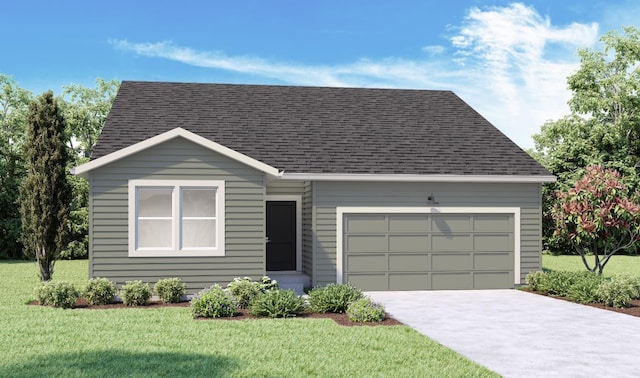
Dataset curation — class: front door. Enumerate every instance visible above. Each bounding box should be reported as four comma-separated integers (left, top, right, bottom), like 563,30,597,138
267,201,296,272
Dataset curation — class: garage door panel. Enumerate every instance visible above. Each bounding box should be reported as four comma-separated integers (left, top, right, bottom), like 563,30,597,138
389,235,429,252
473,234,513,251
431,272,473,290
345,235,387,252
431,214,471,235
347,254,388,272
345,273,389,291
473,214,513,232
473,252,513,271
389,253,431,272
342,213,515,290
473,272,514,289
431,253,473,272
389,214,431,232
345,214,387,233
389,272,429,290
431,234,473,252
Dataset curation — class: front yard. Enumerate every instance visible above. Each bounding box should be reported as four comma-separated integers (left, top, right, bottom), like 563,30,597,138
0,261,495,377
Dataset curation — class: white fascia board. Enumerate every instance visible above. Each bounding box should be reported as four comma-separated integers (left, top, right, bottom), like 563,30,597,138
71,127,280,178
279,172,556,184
********
* _Request_
Output every line above verbatim, from the first to the last, and omit the pictures.

* _Task response_
Dataset curation — class: front door. Enumerate every instance visible above. Each bounding box should be reported as four comma-separated integers (left, top, right, bottom), like 563,30,597,138
267,201,296,272
Dataset curation — class: garage door panel. Enumerate every instance visible above. Each bounding box should be reported as four comma-separated integers (left, top, right, bottom), like 563,30,597,138
389,235,429,252
473,234,513,251
431,272,473,290
345,235,387,252
431,214,471,235
347,254,388,272
345,273,389,291
473,214,513,232
473,252,513,271
389,253,431,272
342,213,515,290
473,272,514,289
431,253,473,272
389,214,431,232
345,214,387,233
389,272,429,290
431,234,473,252
Dataset curation — class: front yard. Enumerate every instance visible above. Each bounding box should be reported as four comma-separated integers (left, top, right, bottom), like 563,30,597,138
0,261,495,377
Dataset curation — class: white fascia board. Enumerate every instance visible above. Each bounding box should be reported as four comma-separated integers (left, top, right, bottom), like 563,30,597,138
71,127,280,178
279,172,556,184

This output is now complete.